• _Исходный текст_
_ _ _ _ _

А. ЗУБОВ: Безусловно. И Версальская система была и завершением, на мой взгляд, того процесса, который шел в Европе в течение 19-го века. То есть эпохи романтического национализма, когда каждой нации приписывалось особое лицо, то есть каждый народ – это личность. И народ-личность, протяженная в истории своей юностью, зрелостью, старостью. Вспомните шутливо Шпенглера «Закат Европы». И с другой стороны это попытка, если угодно научно или научно-политически, технологически решить эту проблему национализма, потому что всем людям было понятно, что вот та страшная война, которая вот только-только закончилась в Европе и унесла миллионы человеческих жизней, я имею в виду 1-я мировая война. Это была война национальных амбиций. То есть амбиции народов. Это была уде не война императоров как раньше, не война элиты. Это была война народов за жизненное пространство, война народов за свое преуспевание за счет другого. В России говорили о том, что русские принимают вызов тевтонского мира и забьют его. Немцы говорили о том, что славянство нуждается в мужественной мужской душе немецкого народа, чтобы быть счастливым и так далее. Вот эта идеология была общей. Пока шли переговоры во время войны между старыми европейскими империями английской, французской, русской с другой стороны – Австро-Венгрией и Германией, переговоры внутренние как обустроить послевоенный мир, мыслили еще категориями старыми – войны императоров. Поэтому кому-то дадут этот кусок земли, кому-то отберут этот…
С. БУНТМАН: Войны владений, передел владений.

_ _ _ _ _

• _Условие задания_
Какой войной, согласно фрагменту беседы о Версальской системе, была 1-я мировая война по словам А. Зубова? Опирайтесь только на приведенный текст.

• _Выдержка из данных_
_ _ _ _ _

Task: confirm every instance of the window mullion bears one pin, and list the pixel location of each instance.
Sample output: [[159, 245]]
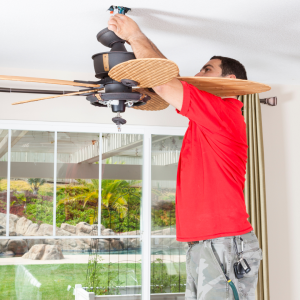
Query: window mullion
[[100, 184], [8, 181], [54, 183], [146, 217]]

_ _ _ _ _

• _Ответ на задание_
Войной национальных амбиций, то есть амбиций народов.